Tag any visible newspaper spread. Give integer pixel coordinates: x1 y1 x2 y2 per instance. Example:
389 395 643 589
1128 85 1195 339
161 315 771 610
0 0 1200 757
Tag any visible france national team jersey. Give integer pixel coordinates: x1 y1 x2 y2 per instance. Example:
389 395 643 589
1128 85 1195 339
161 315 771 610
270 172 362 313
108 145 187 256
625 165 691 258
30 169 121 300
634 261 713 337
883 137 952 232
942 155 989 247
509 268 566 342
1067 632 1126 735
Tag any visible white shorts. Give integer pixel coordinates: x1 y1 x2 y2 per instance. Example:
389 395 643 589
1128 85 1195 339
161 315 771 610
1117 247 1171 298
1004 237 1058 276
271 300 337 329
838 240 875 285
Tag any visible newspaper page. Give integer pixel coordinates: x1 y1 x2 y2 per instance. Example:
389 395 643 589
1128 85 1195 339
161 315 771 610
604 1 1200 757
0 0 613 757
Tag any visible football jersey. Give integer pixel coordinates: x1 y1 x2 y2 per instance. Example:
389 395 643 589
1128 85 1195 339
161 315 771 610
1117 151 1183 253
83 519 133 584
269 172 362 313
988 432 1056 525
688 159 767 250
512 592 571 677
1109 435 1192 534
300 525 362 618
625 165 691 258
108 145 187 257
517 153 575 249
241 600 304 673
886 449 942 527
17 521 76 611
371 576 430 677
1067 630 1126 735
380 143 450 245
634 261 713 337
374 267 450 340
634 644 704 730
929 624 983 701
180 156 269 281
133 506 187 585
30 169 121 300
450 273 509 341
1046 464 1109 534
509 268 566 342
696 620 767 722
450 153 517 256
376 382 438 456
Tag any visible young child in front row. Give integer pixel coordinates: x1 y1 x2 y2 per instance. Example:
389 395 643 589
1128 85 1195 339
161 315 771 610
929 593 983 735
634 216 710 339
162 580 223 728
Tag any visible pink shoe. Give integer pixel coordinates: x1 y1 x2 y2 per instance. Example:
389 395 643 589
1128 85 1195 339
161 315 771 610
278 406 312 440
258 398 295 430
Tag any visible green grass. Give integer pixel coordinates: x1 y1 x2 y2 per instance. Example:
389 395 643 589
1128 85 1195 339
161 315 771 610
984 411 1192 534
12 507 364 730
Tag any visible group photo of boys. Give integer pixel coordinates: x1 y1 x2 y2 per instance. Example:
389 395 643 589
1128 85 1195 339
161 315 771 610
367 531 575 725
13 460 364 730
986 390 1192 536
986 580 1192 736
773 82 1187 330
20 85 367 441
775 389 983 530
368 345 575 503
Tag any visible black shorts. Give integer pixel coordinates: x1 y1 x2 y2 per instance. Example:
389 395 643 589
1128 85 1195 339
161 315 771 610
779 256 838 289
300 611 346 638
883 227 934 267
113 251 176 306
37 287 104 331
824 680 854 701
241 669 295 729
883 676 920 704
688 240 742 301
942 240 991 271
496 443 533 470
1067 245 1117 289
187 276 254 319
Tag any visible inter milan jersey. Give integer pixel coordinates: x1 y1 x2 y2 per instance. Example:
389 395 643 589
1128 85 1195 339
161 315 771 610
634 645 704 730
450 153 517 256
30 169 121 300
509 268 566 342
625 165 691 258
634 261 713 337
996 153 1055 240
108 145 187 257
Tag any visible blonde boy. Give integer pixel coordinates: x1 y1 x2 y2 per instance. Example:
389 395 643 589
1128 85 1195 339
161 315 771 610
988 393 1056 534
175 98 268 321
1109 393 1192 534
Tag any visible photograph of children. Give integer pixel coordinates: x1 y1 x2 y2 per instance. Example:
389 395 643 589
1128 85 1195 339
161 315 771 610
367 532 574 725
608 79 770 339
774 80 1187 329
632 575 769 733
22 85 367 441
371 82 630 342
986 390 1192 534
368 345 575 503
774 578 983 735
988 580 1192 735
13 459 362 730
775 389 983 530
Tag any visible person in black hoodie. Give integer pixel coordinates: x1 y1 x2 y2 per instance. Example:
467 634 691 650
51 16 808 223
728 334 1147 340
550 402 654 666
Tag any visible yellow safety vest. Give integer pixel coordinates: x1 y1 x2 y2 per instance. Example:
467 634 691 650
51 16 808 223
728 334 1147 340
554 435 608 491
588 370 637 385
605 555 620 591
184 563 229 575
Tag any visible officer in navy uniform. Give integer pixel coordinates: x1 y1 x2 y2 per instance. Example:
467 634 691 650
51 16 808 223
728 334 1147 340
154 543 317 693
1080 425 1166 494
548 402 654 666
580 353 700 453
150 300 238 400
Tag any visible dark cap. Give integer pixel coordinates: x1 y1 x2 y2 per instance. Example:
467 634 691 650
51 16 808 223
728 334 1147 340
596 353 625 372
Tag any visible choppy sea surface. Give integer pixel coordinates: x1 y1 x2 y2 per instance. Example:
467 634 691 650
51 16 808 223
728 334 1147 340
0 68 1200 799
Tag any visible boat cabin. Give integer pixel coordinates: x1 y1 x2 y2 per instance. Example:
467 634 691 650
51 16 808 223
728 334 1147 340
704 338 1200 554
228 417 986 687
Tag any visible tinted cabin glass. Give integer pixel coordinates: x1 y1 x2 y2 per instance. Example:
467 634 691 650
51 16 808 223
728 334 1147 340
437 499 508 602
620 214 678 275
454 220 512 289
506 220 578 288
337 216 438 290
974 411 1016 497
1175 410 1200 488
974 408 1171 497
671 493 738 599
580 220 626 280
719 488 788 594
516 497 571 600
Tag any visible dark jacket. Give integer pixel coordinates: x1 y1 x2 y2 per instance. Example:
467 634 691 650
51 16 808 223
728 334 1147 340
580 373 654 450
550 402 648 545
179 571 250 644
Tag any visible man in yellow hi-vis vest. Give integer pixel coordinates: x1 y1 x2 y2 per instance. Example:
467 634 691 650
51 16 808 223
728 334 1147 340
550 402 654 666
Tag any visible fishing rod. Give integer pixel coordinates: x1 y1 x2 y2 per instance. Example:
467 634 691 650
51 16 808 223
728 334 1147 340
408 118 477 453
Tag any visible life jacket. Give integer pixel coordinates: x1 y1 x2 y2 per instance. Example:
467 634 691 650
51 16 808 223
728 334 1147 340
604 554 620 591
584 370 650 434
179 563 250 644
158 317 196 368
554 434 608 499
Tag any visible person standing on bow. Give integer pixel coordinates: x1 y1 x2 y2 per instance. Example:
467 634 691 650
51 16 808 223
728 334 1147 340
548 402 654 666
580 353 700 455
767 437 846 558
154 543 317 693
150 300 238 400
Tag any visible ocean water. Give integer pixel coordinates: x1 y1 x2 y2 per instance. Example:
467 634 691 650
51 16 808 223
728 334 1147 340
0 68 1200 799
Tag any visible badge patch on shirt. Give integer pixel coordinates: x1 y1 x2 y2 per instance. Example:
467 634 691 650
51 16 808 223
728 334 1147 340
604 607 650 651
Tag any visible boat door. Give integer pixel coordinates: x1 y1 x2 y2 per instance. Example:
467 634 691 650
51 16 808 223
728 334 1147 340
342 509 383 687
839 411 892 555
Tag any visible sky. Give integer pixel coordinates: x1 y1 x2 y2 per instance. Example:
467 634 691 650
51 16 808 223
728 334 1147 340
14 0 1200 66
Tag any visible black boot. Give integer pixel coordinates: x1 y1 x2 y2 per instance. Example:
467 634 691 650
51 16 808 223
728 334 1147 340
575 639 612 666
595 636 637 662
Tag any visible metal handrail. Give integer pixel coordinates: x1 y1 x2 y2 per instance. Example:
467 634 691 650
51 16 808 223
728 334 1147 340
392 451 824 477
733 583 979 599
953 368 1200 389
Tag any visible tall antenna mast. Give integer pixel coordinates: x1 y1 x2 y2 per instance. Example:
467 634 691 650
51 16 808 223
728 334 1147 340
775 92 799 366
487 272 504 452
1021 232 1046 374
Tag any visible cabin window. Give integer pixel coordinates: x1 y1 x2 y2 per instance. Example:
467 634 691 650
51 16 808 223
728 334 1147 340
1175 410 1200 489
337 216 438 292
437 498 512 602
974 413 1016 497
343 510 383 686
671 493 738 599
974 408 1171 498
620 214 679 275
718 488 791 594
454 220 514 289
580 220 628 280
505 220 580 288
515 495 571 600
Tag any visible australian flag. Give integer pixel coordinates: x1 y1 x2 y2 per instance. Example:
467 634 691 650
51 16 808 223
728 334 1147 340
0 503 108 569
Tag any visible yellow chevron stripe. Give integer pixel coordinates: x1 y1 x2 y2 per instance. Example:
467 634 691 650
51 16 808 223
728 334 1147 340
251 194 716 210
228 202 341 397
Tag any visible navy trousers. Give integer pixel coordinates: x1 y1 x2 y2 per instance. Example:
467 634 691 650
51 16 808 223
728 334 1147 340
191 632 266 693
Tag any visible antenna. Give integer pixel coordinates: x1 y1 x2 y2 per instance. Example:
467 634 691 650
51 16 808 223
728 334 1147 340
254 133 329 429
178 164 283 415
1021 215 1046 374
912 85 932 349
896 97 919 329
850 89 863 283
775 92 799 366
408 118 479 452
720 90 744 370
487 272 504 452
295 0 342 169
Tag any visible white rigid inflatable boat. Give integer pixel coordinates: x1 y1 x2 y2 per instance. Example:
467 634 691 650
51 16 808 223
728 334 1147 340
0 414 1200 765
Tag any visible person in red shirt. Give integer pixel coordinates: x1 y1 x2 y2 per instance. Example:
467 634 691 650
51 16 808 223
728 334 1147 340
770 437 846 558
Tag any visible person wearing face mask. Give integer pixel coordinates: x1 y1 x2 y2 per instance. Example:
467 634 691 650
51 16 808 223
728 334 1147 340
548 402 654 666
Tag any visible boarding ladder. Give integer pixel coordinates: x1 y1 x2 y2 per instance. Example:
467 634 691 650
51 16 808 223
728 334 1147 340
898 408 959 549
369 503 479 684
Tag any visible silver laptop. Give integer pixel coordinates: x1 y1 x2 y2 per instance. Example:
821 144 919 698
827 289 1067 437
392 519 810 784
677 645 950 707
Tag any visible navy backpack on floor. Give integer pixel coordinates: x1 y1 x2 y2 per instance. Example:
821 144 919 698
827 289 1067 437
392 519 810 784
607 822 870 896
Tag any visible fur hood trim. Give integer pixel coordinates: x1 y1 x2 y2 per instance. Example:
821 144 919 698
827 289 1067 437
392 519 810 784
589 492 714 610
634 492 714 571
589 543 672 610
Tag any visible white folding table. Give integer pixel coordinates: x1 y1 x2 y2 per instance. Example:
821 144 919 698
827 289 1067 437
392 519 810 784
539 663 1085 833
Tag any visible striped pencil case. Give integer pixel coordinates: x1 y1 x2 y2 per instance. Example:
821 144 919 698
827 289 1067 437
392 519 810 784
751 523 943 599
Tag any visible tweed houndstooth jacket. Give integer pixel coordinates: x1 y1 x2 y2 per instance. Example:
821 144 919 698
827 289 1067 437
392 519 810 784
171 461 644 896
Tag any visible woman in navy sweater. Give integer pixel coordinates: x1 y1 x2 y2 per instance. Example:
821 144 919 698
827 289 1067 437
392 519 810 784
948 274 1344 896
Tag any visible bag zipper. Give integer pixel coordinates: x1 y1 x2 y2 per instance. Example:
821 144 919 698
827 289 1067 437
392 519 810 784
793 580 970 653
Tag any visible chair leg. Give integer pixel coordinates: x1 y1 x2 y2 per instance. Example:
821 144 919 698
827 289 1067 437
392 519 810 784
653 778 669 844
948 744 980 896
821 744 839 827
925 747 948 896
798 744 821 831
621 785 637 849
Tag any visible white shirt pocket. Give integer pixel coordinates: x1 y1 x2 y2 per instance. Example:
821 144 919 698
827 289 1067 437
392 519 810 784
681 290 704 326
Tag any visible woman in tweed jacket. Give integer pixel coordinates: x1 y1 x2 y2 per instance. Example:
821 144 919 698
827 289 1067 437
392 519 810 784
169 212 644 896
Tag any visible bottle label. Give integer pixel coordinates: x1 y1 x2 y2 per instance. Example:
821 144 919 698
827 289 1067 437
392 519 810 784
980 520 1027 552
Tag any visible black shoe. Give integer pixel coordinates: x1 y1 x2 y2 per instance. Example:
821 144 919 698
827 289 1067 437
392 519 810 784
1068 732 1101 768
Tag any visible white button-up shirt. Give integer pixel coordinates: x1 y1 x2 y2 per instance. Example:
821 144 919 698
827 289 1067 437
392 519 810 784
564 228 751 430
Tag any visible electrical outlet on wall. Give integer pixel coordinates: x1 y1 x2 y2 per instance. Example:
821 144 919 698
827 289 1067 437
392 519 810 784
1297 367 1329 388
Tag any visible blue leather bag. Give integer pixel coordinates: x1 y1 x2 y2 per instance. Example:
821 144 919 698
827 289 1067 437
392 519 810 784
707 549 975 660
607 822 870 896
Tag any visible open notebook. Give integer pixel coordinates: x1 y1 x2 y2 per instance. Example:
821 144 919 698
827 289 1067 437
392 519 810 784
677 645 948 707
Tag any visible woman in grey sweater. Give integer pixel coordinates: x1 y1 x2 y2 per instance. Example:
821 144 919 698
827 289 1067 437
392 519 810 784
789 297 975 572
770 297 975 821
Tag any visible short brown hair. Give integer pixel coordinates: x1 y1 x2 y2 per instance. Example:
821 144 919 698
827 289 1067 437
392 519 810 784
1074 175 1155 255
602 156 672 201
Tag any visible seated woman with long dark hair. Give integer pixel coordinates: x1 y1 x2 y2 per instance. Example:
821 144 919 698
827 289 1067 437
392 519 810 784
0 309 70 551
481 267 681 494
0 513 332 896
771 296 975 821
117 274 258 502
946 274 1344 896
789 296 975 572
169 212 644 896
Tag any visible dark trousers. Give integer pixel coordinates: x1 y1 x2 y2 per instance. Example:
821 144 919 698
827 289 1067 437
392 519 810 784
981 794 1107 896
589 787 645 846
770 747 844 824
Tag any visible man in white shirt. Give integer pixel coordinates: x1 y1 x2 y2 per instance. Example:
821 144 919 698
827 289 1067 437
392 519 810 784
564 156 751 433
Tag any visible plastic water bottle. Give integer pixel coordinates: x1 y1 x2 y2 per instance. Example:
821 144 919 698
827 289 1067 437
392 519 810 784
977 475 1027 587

§ §

* [Challenge] Starting with the line with "Tag any visible life" and going on through the line with "595 636 637 662", write out only those rows again, changing "ocean water" to "sea water" and leaving everything else as it is.

* [Expected output]
Tag any visible life jacket. Give integer pixel coordinates: x1 y1 x2 y2 per instance. Example:
467 634 691 650
51 16 808 223
728 334 1147 340
604 554 620 591
584 370 650 434
179 563 250 644
158 317 196 368
554 434 608 499
Tag any visible person standing on bow. Give integer pixel coordinates: x1 y1 x2 y2 per instance. Example:
467 634 691 650
51 16 808 223
728 334 1147 340
548 402 654 666
580 353 700 455
767 437 846 558
154 543 317 693
150 300 238 400
Tag any visible sea water. Give integer pixel coordinates: x1 y1 x2 y2 per instance. Example:
467 634 691 650
51 16 808 223
728 334 1147 340
0 68 1200 799
Tag any visible badge patch on shirt. Give integer pixel coordinates: x1 y1 x2 y2 per instance. Example:
467 634 691 650
51 16 808 223
728 334 1147 340
604 607 650 651
Tag any visible boat door. Give integer pixel coordinates: x1 y1 x2 y2 per instance. Example:
467 634 691 650
51 16 808 223
728 334 1147 340
342 509 383 687
839 411 892 555
Tag any visible sky. Give integer pixel coordinates: x1 y1 x2 y2 per instance. Example:
467 634 691 650
51 16 808 223
728 334 1147 340
14 0 1200 66
Tag any visible black boot. Give integer pixel coordinates: x1 y1 x2 y2 per instance. Example:
467 634 691 650
51 16 808 223
728 334 1147 340
575 639 612 666
595 636 637 662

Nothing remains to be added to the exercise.